**What to produce:** Copy every record word for word.

───── The input

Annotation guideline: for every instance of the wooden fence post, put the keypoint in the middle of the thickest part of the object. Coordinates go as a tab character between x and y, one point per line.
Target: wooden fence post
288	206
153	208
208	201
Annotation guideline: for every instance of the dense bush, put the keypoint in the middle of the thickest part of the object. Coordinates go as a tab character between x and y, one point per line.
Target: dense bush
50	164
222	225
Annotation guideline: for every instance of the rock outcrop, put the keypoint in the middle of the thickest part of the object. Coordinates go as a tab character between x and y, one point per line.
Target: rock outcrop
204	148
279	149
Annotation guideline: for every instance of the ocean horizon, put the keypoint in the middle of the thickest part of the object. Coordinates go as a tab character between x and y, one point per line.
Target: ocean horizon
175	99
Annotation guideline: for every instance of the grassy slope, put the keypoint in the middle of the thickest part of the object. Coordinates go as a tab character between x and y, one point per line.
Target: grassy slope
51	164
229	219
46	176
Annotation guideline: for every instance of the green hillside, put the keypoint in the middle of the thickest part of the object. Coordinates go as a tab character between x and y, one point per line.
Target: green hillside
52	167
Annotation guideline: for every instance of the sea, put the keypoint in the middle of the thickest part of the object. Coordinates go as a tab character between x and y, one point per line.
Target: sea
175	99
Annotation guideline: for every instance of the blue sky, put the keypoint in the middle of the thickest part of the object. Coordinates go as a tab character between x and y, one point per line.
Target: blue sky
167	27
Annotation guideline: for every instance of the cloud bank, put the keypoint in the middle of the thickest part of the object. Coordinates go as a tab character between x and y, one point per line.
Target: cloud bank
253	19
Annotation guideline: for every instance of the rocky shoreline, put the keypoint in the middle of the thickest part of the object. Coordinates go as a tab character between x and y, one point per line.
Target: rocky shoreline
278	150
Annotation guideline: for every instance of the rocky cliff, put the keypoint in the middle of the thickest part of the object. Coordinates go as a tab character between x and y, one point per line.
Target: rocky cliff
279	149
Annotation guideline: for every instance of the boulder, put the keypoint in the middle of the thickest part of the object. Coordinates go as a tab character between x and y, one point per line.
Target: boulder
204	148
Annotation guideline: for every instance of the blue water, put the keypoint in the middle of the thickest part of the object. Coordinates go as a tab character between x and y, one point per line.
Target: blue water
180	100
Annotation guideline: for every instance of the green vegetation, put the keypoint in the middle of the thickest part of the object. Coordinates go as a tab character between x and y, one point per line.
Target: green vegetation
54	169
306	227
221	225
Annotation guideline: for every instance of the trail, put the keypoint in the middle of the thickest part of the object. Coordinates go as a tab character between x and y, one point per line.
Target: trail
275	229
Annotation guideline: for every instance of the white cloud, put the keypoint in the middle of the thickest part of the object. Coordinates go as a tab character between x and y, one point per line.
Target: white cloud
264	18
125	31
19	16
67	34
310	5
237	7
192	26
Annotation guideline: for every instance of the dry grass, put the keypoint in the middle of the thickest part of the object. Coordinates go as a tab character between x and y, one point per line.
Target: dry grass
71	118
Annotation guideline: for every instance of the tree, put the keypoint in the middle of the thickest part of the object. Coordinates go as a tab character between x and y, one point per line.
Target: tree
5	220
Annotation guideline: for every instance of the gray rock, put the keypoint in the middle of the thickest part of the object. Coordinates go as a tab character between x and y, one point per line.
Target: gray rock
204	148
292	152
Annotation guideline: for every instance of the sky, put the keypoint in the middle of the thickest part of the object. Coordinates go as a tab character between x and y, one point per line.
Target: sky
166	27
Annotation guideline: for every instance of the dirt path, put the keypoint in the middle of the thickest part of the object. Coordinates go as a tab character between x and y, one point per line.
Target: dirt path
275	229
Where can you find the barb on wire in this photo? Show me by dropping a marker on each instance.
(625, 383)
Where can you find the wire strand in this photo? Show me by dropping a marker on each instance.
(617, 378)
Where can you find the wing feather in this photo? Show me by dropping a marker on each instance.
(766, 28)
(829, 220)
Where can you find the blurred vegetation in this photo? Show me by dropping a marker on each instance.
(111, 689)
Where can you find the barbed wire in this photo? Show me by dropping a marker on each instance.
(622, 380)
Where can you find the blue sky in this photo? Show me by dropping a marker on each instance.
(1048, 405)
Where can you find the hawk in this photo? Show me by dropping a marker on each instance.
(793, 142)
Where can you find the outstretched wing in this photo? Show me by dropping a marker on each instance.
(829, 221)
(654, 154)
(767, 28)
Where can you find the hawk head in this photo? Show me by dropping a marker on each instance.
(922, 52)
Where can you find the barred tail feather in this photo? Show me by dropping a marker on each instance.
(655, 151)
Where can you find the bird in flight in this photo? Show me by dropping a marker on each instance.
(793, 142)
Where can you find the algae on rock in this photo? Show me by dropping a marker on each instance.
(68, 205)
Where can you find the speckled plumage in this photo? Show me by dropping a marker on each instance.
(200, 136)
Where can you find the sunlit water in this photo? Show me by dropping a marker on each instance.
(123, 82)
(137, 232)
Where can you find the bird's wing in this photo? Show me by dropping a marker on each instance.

──────────

**Result of the task:**
Annotation guideline: for every instance of the wooden fence post, put the keypoint in the middle of the thickest part of the object. Coordinates go as a tab character between x and y, one point per line.
Target: wooden fence post
288	206
153	208
208	201
Annotation guideline: for every instance of the dense bush, put the keypoint in the middle of the thickest part of the object. Coordinates go as a tab character between x and y, one point per line.
Target: dense bush
50	164
222	225
Annotation guideline: for every instance of the rock outcrop, put the keypoint in the middle of the thickest part of the object. Coordinates go as a tab character between x and y, one point per line.
Target: rock outcrop
204	148
279	149
Annotation guideline: for every instance of the ocean horizon, put the keypoint in the middle of the thickest part of the object. Coordinates go as a tab character between x and y, one point per line.
Target: ocean horizon
175	99
Annotation guideline: for every instance of the grassy slope, put the keypoint in the middle of the thickest part of the object. Coordinates go as a tab character between x and y, one point per line.
Target: grassy slope
51	164
229	219
46	176
Annotation guideline: for every instance of the green hillside, put the keypoint in the middle of the thickest part of the object. Coordinates go as a tab character between x and y, one point per line.
Target: green hillside
52	167
Annotation guideline: for every instance of the sea, put the keypoint in the middle of the thickest part of the object. Coordinates go as a tab character between x and y, one point per line.
Target: sea
175	99
Annotation guideline: for every instance of the blue sky, put the keypoint in the middle of the thickest part of the object. Coordinates go as a tab character between x and y, one point per line.
Target: blue sky
167	27
Annotation guideline: for every instance of the cloud bank, put the keypoint in the middle of the thickest part of the object. Coordinates go as a tab character between x and y, one point per line.
Target: cloud bank
253	19
Annotation guideline: for every instance of the rocky shoreline, put the keypoint in the middle of the thickest part of the object. Coordinates go as a tab character between x and y, one point per line.
Target: rocky shoreline
278	150
Annotation guideline: for every instance of the rocky cliff, put the keypoint in the middle of the thickest part of the object. Coordinates go as a tab character between x and y, one point per line.
Target: rocky cliff
279	149
Annotation guideline: for every instance of the boulder, put the keypoint in the middle of the thickest part of the object. Coordinates go as a tab character between x and y, one point per line.
Target: boulder
204	148
Annotation guideline: for every instance of the blue water, put the keypoint in the middle of the thickest part of the object. Coordinates go as a tab character between x and y, one point per line.
Target: blue water
180	100
Annotation guideline: for every instance of the green vegetation, put the keypoint in the middle of the thickest part of the object. Coordinates go as a tab character between x and y, one point per line.
Target: green vegetation
54	169
306	227
221	225
Annotation guideline: for every instance of the trail, put the keypoint in the middle of the thickest part of the object. Coordinates go as a tab character between x and y, one point per line.
Target: trail
275	229
Annotation guideline: for every instance of the white cloud, put the keypoint in the middle of the thickest part of the object. Coordinates go as a tab character between x and y, one point per line.
Target: white cloud
264	18
125	31
19	16
67	34
310	5
237	7
192	26
Annotation guideline: for every instance of the dry grass, put the keypoint in the middle of the thickest part of the object. Coordinates go as a tab character between x and y, one point per line.
Target: dry grass
71	118
Annotation guideline: for every instance of the tree, put the keypoint in the middle of the thickest part of the object. Coordinates go as a tab character between x and y, one point per line.
Target: tree
5	220
Annotation guideline: for every instance of the gray rock, put the keypoint in the middle of the thickest part of the object. Coordinates go as a tab character between x and y, one point per line.
Target: gray rock
204	148
292	152
Annotation guideline: for every instance of the sky, put the keypoint in the middle of the thickest part of the object. Coordinates go as a tab character between x and y, one point per line.
Target: sky
166	27
Annotation guideline: for every instance of the dirt path, put the keypoint in the middle of the thickest part of the object. Coordinates go as a tab character between x and y, one point per line.
Target: dirt path
275	229
Where can you find the barb on wire in this photo? Show me by dropping a marker on each instance.
(625, 383)
Where can you find the wire strand in this photo? Show me by dropping a marker on each instance.
(617, 378)
Where can you find the wing feather in this photo? Show me by dropping a marker on each instance.
(766, 28)
(829, 220)
Where can you find the blurred vegetation in this photo? Show me by dropping a marker on each instance.
(111, 689)
Where can you find the barbed wire in this photo? Show me by dropping a marker on each instance.
(622, 380)
Where can you find the blue sky in this photo? Show me by dropping a marker on each instance.
(1048, 405)
Where can you find the hawk in this photo? Show me by dropping a marker on each instance.
(793, 142)
Where can you find the outstretched wing in this photo? Show me by dropping a marker on each instance.
(829, 221)
(654, 154)
(767, 28)
Where can you find the hawk head in this photo? Show me by dropping a marker on each instance.
(922, 52)
Where can you find the barred tail feather in this photo? Show me by dropping a marker on each instance.
(655, 151)
Where can you find the bird in flight in this photo? Show me by dropping a marker on each instance.
(793, 142)
Where can you find the algae on rock in this photo? Show me by dropping a marker on each instance.
(68, 205)
Where can you find the speckled plumage in this photo? Show me by dropping a marker on each instance.
(200, 136)
Where can you find the sunlit water in this photo? Show me by dropping a marker on each instance.
(123, 82)
(137, 232)
Where can you find the bird's wing in this photo? Show me by dropping a marker on each instance.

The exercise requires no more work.